Dataset excerpt

──────────────────────────────

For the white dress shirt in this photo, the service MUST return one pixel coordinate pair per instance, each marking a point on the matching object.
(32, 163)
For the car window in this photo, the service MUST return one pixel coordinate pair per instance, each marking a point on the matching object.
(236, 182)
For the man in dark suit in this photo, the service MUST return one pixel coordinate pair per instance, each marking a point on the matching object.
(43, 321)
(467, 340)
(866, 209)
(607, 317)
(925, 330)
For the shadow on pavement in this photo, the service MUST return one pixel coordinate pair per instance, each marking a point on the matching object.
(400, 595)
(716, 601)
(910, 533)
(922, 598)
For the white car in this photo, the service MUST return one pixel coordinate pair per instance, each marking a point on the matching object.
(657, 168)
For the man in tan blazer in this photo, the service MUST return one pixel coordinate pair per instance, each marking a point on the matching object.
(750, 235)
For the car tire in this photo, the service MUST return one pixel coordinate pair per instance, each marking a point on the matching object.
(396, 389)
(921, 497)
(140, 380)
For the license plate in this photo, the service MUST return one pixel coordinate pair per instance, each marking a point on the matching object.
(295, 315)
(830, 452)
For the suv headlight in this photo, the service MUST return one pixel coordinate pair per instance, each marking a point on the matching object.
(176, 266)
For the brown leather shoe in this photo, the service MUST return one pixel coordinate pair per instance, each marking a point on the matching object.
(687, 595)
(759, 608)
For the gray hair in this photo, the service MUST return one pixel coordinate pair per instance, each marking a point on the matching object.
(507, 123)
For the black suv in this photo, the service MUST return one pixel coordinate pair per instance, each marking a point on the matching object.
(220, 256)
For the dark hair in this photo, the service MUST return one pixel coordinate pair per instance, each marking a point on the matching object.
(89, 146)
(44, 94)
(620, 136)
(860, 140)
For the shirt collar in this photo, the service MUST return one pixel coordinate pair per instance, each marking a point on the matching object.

──────────────────────────────

• _DIRECTIVE_
Find the line containing "For the license", then output it and every line after it to the end of the data, exactly.

• _THE OUTPUT_
For the license plate in this photo, the service MUST return one pixel coordinate pair per instance, each marking a point on the matching object.
(295, 315)
(830, 452)
For the suv headlight in this photo, the service MUST return one pixel coordinate pair per instance, each marking a point on the matching object.
(176, 266)
For the brown leather shoe in this photo, the service MUST return one pixel coordinate pair per instance, each marking a point on the matching object.
(687, 595)
(759, 608)
For the gray hair in this photo, the service MUST return one pixel coordinate pair per instance, each marking a point on the matching object.
(507, 123)
For the black suv in this photo, the service MUST return one pixel coordinate pair per instance, each marking a point on the matching object.
(220, 256)
For the dark hair in this photo, the service MUST return one pixel coordinate pair per instance, each marking a point on the matching object.
(89, 146)
(44, 94)
(620, 136)
(860, 140)
For the shirt collar in this photo, the service MUST return one pixel coordinate pair per instance, each marking a point on the matching object.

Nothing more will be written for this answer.